[Location identification records]
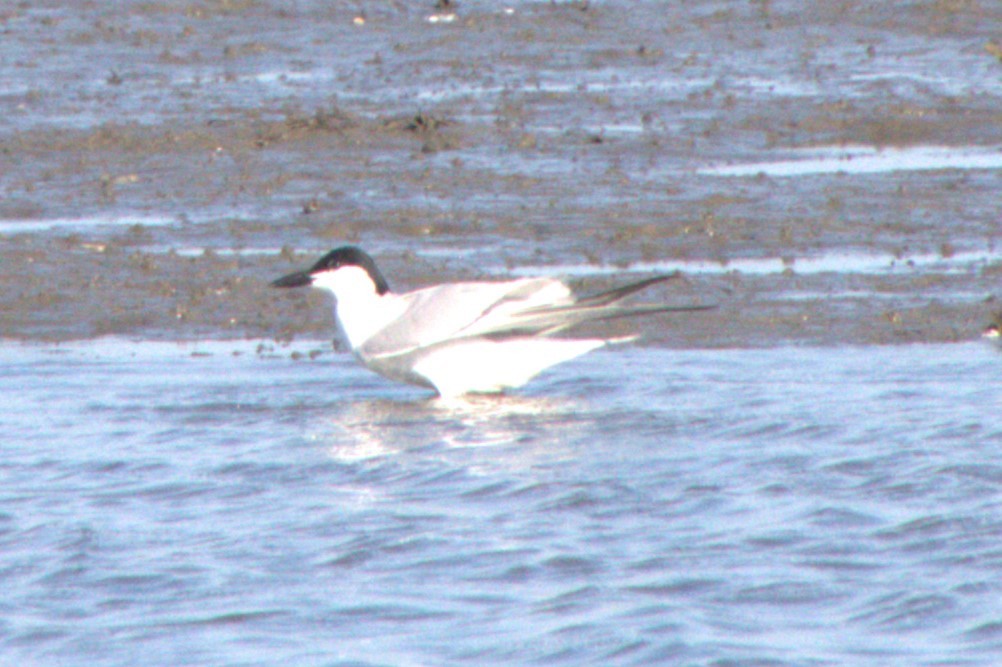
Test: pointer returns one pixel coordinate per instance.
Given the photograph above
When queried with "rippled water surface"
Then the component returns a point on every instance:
(212, 505)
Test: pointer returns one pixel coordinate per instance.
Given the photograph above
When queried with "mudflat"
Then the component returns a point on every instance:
(826, 174)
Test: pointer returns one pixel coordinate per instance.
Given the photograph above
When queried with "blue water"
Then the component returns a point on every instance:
(210, 505)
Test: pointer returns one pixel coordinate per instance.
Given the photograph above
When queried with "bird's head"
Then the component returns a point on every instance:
(344, 270)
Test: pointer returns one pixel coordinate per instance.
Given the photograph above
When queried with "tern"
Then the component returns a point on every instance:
(464, 338)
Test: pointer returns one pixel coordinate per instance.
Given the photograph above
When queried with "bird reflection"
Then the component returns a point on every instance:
(523, 429)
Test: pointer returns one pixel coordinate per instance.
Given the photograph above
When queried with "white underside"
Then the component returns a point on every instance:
(479, 366)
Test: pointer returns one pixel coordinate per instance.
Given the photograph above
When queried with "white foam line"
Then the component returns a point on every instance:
(19, 226)
(868, 159)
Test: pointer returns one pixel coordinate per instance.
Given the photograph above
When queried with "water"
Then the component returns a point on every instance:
(214, 505)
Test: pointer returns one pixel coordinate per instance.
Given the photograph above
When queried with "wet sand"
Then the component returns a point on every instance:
(161, 162)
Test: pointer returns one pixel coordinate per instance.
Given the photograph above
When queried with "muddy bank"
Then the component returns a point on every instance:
(160, 163)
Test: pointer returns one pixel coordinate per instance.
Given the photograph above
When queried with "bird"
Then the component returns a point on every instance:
(464, 338)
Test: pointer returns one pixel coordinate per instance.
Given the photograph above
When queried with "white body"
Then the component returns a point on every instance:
(441, 337)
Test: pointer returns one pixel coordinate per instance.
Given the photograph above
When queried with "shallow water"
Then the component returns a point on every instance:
(214, 504)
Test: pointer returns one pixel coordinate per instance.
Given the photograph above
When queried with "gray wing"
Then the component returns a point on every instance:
(462, 309)
(498, 310)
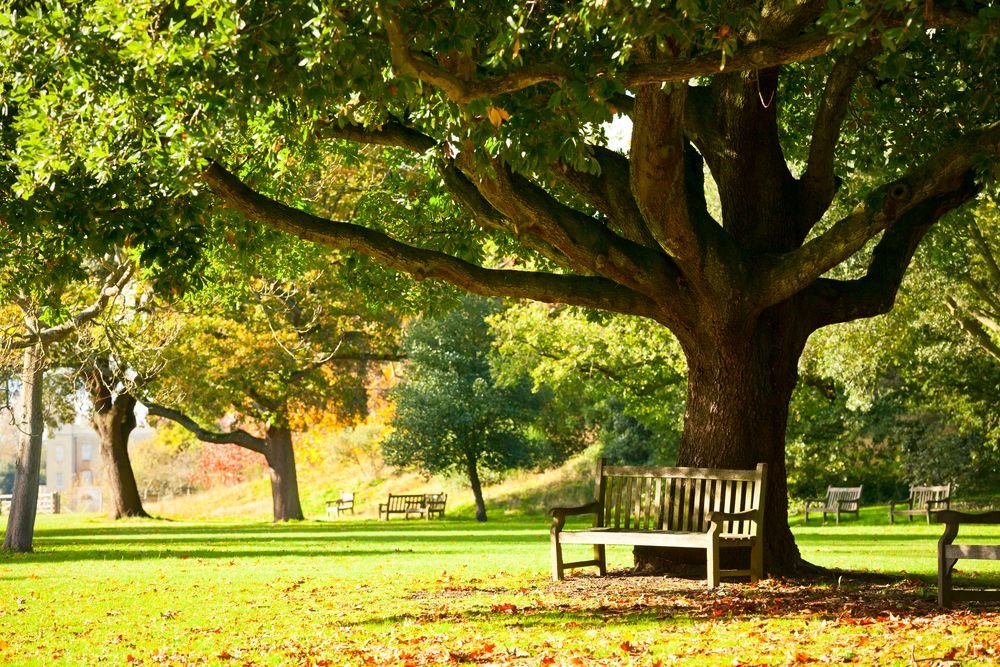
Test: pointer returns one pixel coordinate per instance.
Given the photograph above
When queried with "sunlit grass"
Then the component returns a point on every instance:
(363, 592)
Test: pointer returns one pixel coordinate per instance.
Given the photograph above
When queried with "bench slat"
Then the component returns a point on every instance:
(653, 538)
(678, 473)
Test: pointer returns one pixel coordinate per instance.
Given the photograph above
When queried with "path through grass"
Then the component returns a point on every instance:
(451, 592)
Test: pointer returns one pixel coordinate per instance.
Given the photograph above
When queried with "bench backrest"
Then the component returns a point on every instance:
(920, 495)
(661, 498)
(850, 496)
(401, 502)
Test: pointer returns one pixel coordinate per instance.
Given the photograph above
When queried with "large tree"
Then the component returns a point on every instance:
(836, 135)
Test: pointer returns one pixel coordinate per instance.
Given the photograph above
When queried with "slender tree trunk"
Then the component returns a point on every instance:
(472, 468)
(114, 426)
(21, 520)
(114, 420)
(284, 481)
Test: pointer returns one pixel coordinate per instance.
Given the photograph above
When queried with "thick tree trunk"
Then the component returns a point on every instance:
(114, 420)
(472, 469)
(21, 520)
(284, 480)
(738, 396)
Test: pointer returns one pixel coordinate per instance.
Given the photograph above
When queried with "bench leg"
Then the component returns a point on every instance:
(712, 558)
(557, 567)
(601, 558)
(756, 561)
(945, 567)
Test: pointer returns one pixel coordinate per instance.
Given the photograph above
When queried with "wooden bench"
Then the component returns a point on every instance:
(435, 504)
(922, 501)
(949, 554)
(839, 500)
(419, 504)
(695, 508)
(342, 503)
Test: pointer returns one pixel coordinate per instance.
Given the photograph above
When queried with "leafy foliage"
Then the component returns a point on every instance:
(451, 413)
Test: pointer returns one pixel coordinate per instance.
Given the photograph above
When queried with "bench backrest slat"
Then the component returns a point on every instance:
(920, 495)
(678, 499)
(848, 496)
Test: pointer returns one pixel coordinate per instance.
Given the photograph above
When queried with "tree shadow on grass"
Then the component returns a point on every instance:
(628, 600)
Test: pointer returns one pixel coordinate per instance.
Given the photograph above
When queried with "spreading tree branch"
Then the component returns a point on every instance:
(973, 326)
(113, 285)
(937, 180)
(593, 292)
(834, 301)
(819, 182)
(237, 437)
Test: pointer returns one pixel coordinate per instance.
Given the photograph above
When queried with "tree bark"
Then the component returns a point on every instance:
(280, 458)
(21, 520)
(114, 420)
(739, 389)
(472, 469)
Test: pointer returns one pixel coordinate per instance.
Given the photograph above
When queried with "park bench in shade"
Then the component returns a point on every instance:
(435, 504)
(922, 501)
(949, 554)
(695, 508)
(839, 500)
(414, 504)
(343, 503)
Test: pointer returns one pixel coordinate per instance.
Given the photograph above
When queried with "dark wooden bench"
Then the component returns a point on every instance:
(414, 504)
(922, 501)
(839, 500)
(695, 508)
(343, 503)
(949, 554)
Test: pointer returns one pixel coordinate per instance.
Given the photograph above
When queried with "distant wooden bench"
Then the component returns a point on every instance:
(414, 504)
(949, 554)
(839, 500)
(696, 508)
(922, 501)
(342, 503)
(47, 503)
(435, 504)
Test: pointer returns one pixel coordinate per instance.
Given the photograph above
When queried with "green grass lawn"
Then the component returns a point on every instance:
(363, 592)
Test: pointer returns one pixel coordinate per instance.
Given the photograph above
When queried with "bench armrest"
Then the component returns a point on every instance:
(559, 514)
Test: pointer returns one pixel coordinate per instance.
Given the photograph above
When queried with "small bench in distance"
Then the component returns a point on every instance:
(949, 554)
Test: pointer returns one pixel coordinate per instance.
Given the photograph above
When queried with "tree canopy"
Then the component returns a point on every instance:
(452, 413)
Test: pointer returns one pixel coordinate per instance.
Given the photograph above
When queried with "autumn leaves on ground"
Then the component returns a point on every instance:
(455, 592)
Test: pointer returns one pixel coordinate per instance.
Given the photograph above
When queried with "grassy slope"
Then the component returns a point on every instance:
(520, 493)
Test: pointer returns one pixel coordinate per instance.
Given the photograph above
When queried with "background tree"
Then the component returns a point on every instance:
(620, 377)
(258, 353)
(452, 415)
(836, 134)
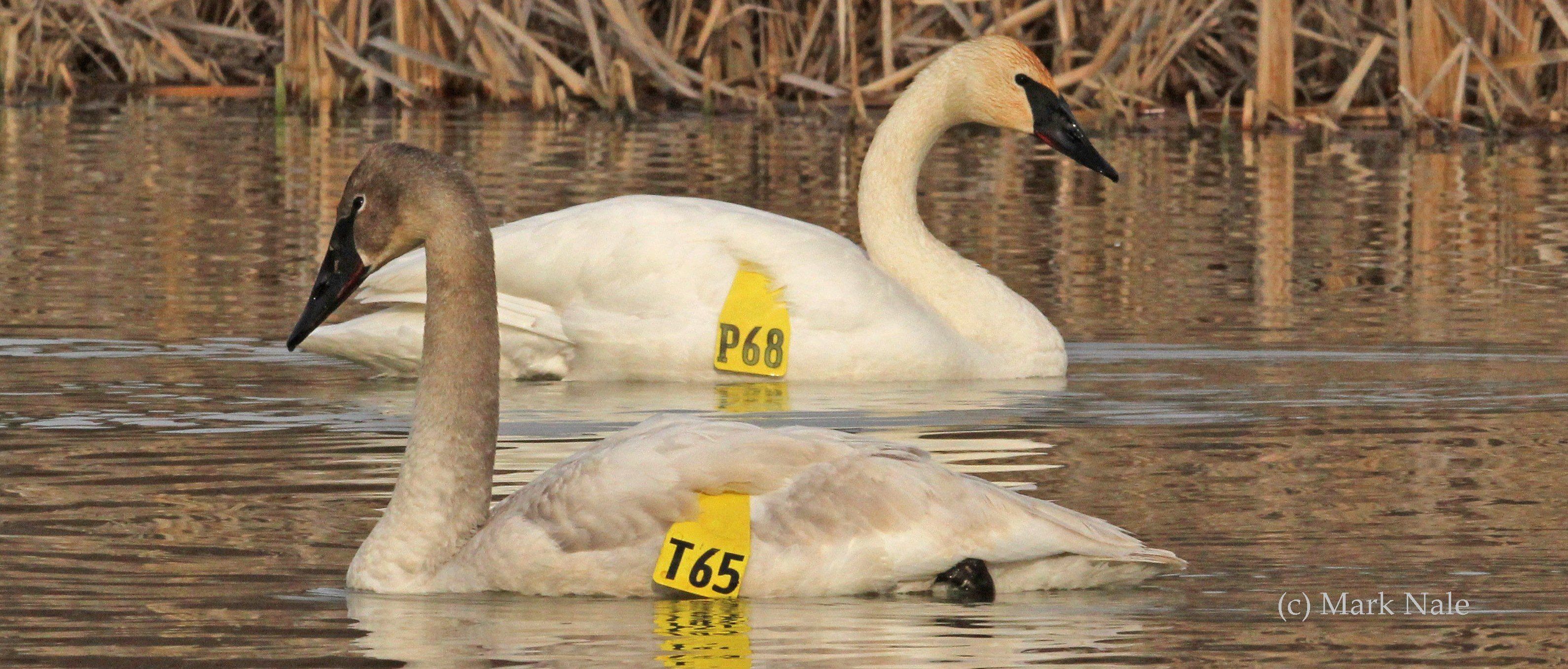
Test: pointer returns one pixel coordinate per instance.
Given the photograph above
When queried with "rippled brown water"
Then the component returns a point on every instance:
(1304, 366)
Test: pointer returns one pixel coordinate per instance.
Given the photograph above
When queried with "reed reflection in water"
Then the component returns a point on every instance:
(1304, 366)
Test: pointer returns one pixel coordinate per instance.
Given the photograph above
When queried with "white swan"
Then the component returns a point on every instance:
(631, 287)
(830, 514)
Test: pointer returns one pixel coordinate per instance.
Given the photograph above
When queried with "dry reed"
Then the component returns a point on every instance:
(1325, 62)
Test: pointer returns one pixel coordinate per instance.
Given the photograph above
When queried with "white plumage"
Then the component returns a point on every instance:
(631, 287)
(830, 514)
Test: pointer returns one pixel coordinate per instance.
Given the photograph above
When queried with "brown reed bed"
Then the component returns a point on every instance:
(1457, 63)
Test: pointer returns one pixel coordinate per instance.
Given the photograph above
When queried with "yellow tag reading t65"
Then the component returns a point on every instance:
(753, 328)
(708, 557)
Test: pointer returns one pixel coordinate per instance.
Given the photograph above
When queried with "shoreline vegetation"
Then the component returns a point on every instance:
(1453, 65)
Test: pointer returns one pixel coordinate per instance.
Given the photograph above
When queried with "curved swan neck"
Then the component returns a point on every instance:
(443, 493)
(891, 223)
(1012, 336)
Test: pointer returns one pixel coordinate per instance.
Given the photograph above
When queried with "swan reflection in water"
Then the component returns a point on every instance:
(480, 631)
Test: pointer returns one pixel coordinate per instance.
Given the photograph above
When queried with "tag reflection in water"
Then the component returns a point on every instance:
(705, 634)
(744, 398)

## Problem to work on
Count how many lines of the records above contain the string "reed", with case taken into account. Reply with the number only.

## Solution for this exercise
3